_PROBLEM TO WORK ON:_ Among the lines below, list those containing the string "table".

_PROVIDED RECORDS:_

+ + +

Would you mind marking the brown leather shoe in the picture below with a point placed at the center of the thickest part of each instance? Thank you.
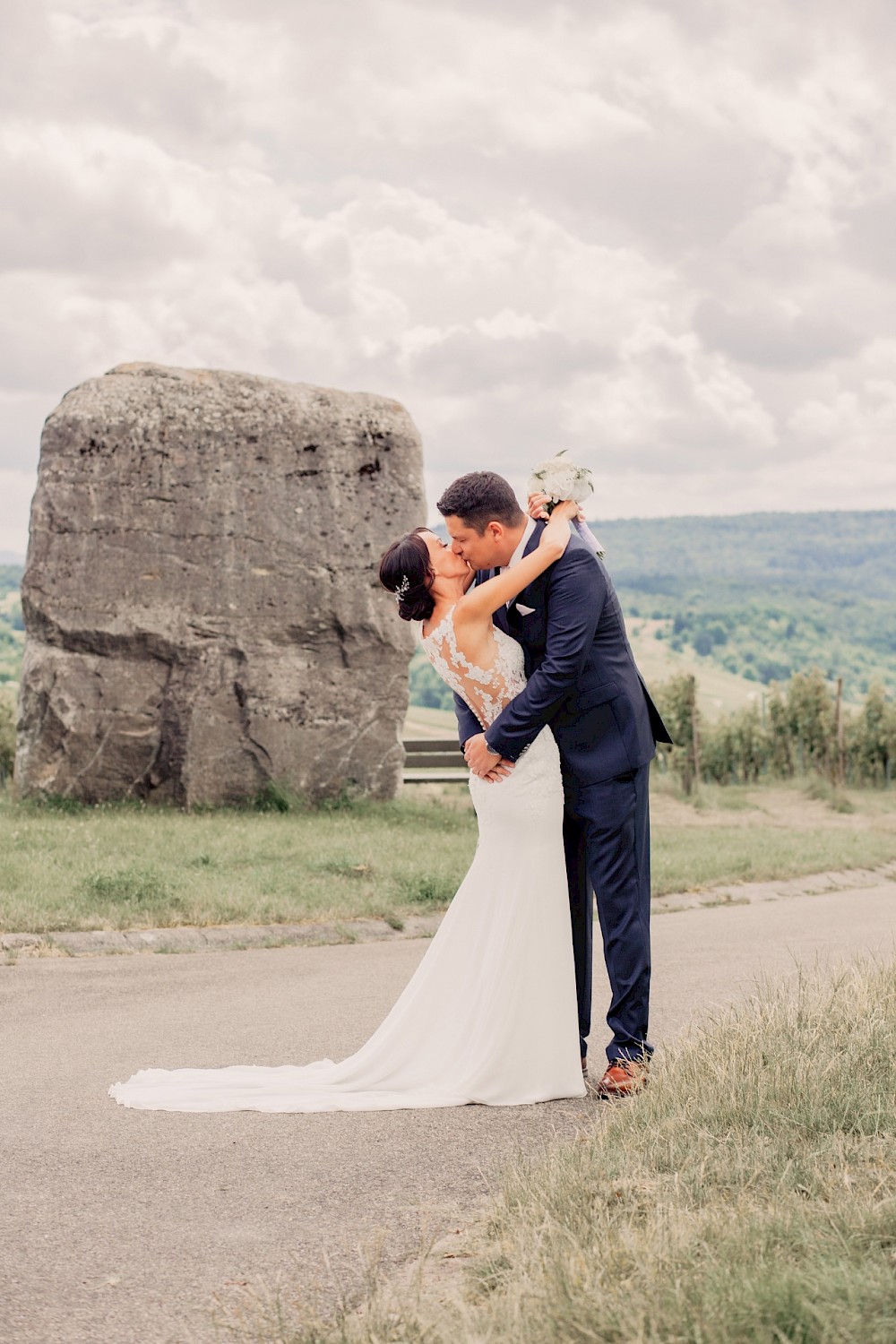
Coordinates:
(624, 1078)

+ + +

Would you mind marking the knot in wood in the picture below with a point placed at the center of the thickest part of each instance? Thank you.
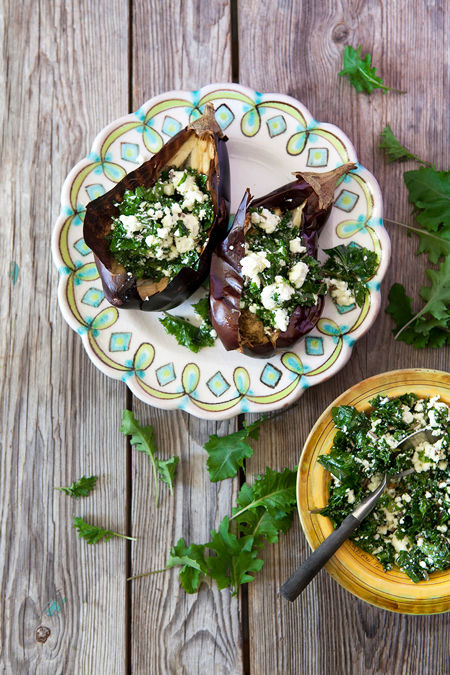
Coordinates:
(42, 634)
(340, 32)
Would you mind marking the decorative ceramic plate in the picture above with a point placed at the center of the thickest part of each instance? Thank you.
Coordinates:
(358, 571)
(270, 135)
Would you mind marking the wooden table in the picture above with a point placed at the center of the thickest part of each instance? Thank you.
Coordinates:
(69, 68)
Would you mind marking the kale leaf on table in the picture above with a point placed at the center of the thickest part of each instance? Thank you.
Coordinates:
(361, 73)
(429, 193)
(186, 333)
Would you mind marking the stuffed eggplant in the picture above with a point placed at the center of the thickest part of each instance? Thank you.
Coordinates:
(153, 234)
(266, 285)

+ + +

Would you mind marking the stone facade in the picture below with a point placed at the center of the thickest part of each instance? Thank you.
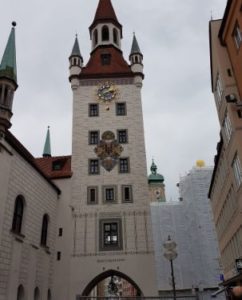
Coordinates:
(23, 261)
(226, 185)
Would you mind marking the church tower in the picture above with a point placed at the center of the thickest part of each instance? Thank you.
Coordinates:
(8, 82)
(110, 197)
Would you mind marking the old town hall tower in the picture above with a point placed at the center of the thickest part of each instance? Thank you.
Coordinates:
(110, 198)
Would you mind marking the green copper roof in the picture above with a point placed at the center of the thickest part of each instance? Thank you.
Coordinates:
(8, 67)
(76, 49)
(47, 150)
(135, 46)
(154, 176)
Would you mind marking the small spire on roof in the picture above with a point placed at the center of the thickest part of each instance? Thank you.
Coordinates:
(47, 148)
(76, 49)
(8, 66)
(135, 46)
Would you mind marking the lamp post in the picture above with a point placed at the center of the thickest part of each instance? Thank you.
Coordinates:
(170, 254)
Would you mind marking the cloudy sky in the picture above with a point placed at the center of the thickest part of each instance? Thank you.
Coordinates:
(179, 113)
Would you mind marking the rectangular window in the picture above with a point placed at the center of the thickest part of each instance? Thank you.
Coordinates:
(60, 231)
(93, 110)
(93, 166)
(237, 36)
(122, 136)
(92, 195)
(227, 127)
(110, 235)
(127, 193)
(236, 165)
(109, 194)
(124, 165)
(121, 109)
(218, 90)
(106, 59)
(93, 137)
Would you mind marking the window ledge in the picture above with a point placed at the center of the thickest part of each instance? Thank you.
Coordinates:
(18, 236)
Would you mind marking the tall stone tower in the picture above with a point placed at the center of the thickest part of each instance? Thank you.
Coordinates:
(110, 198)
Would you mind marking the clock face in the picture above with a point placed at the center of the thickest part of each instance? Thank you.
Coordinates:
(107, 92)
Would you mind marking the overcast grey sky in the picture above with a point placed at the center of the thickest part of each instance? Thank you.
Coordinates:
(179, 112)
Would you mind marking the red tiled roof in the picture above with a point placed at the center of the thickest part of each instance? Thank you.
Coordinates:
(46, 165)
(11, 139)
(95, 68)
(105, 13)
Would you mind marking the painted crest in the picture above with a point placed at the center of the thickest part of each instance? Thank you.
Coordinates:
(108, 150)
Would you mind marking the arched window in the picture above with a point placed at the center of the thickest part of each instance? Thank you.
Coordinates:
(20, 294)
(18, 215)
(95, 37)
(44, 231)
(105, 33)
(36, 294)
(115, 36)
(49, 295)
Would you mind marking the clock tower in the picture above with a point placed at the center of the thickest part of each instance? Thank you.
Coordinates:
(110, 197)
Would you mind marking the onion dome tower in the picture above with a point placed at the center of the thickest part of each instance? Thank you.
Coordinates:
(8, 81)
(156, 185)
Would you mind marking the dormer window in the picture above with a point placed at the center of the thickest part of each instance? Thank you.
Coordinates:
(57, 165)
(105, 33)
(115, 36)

+ + +

_RESULT FOR THIS TASK:_
Would you mind marking the wooden table in the picture above with a point placed at the center of the thickest part of each instance? Thank you.
Would you mind marking the kale leaf on table in the picture above with a point placed at the center of the thickest part of each instance? Thank you.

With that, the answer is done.